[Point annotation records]

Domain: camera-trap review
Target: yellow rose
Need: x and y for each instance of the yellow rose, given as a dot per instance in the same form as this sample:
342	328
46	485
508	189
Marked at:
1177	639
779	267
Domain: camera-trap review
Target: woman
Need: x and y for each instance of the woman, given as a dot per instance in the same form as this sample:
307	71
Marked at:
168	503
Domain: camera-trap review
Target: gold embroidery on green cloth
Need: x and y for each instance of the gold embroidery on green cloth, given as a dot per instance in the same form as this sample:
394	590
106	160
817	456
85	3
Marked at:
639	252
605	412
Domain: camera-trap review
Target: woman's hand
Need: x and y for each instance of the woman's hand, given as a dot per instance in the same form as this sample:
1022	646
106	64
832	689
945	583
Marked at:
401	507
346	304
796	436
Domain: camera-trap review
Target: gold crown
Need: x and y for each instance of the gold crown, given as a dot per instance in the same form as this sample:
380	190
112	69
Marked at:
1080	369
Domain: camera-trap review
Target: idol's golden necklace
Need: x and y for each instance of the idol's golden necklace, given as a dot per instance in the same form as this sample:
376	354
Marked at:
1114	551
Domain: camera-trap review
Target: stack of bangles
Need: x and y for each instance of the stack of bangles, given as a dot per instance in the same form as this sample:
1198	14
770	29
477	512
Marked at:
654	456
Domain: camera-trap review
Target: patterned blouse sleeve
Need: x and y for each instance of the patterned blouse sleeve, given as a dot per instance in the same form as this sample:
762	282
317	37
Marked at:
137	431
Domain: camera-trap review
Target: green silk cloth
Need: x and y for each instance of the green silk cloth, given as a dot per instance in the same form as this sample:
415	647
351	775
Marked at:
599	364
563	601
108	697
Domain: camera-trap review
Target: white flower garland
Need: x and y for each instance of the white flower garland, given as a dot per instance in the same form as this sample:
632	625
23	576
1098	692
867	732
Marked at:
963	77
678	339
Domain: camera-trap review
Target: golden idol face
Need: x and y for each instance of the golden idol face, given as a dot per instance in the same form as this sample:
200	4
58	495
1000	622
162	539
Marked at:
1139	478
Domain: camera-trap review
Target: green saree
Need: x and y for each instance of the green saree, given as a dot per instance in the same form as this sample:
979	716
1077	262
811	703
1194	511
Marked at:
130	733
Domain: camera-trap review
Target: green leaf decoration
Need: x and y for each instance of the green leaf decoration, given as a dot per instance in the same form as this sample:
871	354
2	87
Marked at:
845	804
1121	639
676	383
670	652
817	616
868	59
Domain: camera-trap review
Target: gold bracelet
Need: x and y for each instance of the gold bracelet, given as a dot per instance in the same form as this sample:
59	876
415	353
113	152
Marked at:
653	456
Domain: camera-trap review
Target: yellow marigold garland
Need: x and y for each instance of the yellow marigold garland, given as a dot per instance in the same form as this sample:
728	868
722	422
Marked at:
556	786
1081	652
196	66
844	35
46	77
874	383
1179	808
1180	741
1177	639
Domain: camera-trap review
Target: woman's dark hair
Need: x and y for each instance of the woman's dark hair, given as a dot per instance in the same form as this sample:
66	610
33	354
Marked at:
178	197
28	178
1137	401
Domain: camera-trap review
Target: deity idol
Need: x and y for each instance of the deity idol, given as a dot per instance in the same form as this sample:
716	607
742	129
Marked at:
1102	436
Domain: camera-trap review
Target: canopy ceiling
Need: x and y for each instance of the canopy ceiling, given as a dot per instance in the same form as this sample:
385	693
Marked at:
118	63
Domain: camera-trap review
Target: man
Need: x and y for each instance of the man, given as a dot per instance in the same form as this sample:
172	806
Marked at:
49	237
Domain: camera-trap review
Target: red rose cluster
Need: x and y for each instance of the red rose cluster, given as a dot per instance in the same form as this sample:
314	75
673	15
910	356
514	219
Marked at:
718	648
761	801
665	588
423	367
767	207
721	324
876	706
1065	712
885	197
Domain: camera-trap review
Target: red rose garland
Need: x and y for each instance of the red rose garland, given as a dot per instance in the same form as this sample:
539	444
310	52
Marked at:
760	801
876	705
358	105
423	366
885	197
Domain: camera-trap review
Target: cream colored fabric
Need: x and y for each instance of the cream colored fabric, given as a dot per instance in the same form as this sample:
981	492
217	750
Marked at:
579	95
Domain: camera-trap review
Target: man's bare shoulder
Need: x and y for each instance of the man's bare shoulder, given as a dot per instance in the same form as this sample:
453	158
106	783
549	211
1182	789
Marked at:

Do this - Emit the full listing verbatim.

Correct answer -
Domain: camera-trap review
Target: yellow rose
Need: x and y for each instance of the yellow rose, given as a dot per instance in the same form as this sample:
342	328
46	485
508	189
Marked at:
1177	639
779	267
Domain: camera-trap review
Target: woman
Need: x and y for each instance of the woman, given as a dot per instance in the same form as this sample:
307	71
Marked at:
168	503
Domain: camera-trap review
Target: gold embroidery on green cloth
Need: x and y for each instance of the gold embroidery on green cloth, given as a dot per instance in the same form as this sample:
394	590
106	160
817	456
85	3
Marked at:
639	252
605	412
Domain: camera-trap review
Target: woman's hand
Need: x and y for each instance of the woman's hand, given as a dot per instance in the same form as this sample:
1022	646
106	64
832	689
945	583
Marked at:
401	507
346	304
796	436
Domain: camera-trap review
Target: gold crown
Need: x and y for each instance of the gold crown, given as a dot per instance in the same form as this sample:
380	190
112	69
Marked at:
1080	369
Domain: camera-trap review
Target: idol's golden necklace
Need: x and y for each instance of the idol's golden necklace, given as a dot per instance in the same form as this sample:
376	354
Marked at:
1114	551
Domain: camera-trap review
Target: stack of bangles
Need: x and y for each instance of the stack of bangles, given as a dot per instance in the same form as this sample:
1198	14
770	29
477	512
Marked at:
654	456
Domain: camera-trap review
Target: patterned blouse sleeve
Need: x and y for each instance of the patterned blouse sleeve, given as a dot per instance in the same form as this sample:
762	282
317	37
Marked at:
137	431
Domain: camera-trap review
Target: green silk cloth
Need: x and y for each instance of the green silk cloth, given as a dot per instance in the same form as this sample:
415	647
351	775
Marked at:
599	364
563	601
108	697
Domain: camera-trap review
Target: white flower garland
Need: x and y for each instance of the white flower garland, given as a dot per instance in the same form as this sample:
632	625
23	576
1098	692
867	732
Marked at:
963	77
678	339
Domain: camera-trap review
Target: golden idol face
Need: x and y for each instance of the golden idol face, given as a dot per instance in the same form as this sample:
200	4
58	495
1000	622
162	539
Marked at:
1139	478
Domain: camera-trap review
Target: green saree
Need: x and y for each instance of the green saree, given as a dot per instance in the same form as this sample:
979	716
1077	262
811	703
1194	511
Marked at:
130	733
Domain: camera-trap review
Target: green leaf decoration
Need: x and y for each instance of the green leaf decoration, given as a dot per instance in the same form as this sample:
871	354
2	87
Marked at:
845	804
1121	639
676	383
670	652
817	616
868	59
Domain: camera-trap review
Target: gold bracelet
Need: x and y for each instance of the gold bracelet, given as a dot per instance in the same form as this sample:
59	876
415	353
113	152
Marked at:
653	456
Domain: camera-trap review
Target: yellow marigold garland
Need: x and y for each instance of the yellow marigold garland, given as a dot per instance in the same form as this sample:
728	868
722	422
Marked at:
556	786
1081	652
196	66
844	35
46	77
874	383
1179	808
1180	741
1177	639
Domain: camera-trap review
Target: woman's dark hair
Need: x and y for each instance of the woman's dark hair, given as a dot per instance in the same form as this sample:
66	610
33	354
Marked at:
178	197
28	178
1137	401
Domain: camera-trap review
Target: deity idol
Need: x and y for each instance of the deity idol, given as a dot per instance in the same form as this sample:
716	607
742	129
Marked at:
1102	436
Domain: camera-trap review
Target: canopy ceiling
Need: x and y for each instance of the canopy ceiling, given as a dot per instance in the same form as this sample:
385	693
Marked at:
118	63
Domain: camera-trap review
Target: man
Need: x and y for each instance of the man, given as a dot per instance in the same form as this sample:
172	806
Marked at:
49	237
Domain: camera-trap review
Target: red rose cluster
Need: x and y for each instance of the red rose cluster, given as a dot per instance in the same form as this sample:
314	75
673	15
910	356
514	219
Marked at:
718	648
761	801
665	588
423	367
767	207
721	324
876	706
1065	712
885	197
Domain: camera-trap review
Target: red rose garland
Need: x and y for each instance of the red rose garland, given as a dot per instance in the same form as this sample:
539	444
310	52
Marked at:
760	801
876	705
358	105
423	366
885	197
Domain: camera-trap review
Target: cream colored fabric
Need: x and y for each instance of the cream colored fabric, given as a dot per instance in the same form as this sample:
981	492
217	750
Marked at:
579	95
Domain: camera-trap review
Target: man's bare shoulder
Need: x and y for each instance of the man's bare shoulder, given as a dot per instance in the same form as this sample:
453	158
106	783
549	211
1182	789
Marked at:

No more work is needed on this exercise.